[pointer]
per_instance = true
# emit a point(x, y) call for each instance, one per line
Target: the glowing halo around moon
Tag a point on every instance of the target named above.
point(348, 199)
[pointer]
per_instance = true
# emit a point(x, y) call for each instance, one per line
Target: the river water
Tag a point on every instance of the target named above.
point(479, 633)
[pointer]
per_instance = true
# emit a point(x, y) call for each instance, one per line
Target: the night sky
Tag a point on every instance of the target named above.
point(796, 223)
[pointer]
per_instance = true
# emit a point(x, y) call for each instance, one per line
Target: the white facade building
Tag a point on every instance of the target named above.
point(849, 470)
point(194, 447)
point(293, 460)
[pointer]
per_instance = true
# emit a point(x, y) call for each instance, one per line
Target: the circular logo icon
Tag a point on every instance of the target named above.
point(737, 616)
+ + + +
** AIM OF THE TASK **
Reproduce the whole listing above with its requests, scaling every point coordinate in the answers by 0.85 and rounding each result to a whole number, with halves rounded up. Leave the request lines unchanged.

** FINISHED TASK **
[pointer]
per_instance = true
# emit a point(x, y) call for each instance, one per line
Target: the glowing halo around moon
Tag a point on every instance of the target named above.
point(296, 169)
[pointer]
per_instance = true
# emit a point(x, y) call for each instance, one per line
Target: the river water
Tag a point on every instance of the target named above.
point(407, 538)
[pointer]
per_instance = true
# emit a point(x, y) call for each instance, one per line
Target: the night sky
Tag a point on every instance of the target named above.
point(677, 190)
[pointer]
per_instance = true
# emit a point(x, y) call for each instance, one per line
Target: the white facade building
Tag a point on every instance of the target named above.
point(722, 400)
point(165, 380)
point(249, 391)
[pointer]
per_instance = true
# emit a point(x, y) call for each instance, one per line
Target: the circular logo icon
Tag a point on every instance of the target named above.
point(626, 524)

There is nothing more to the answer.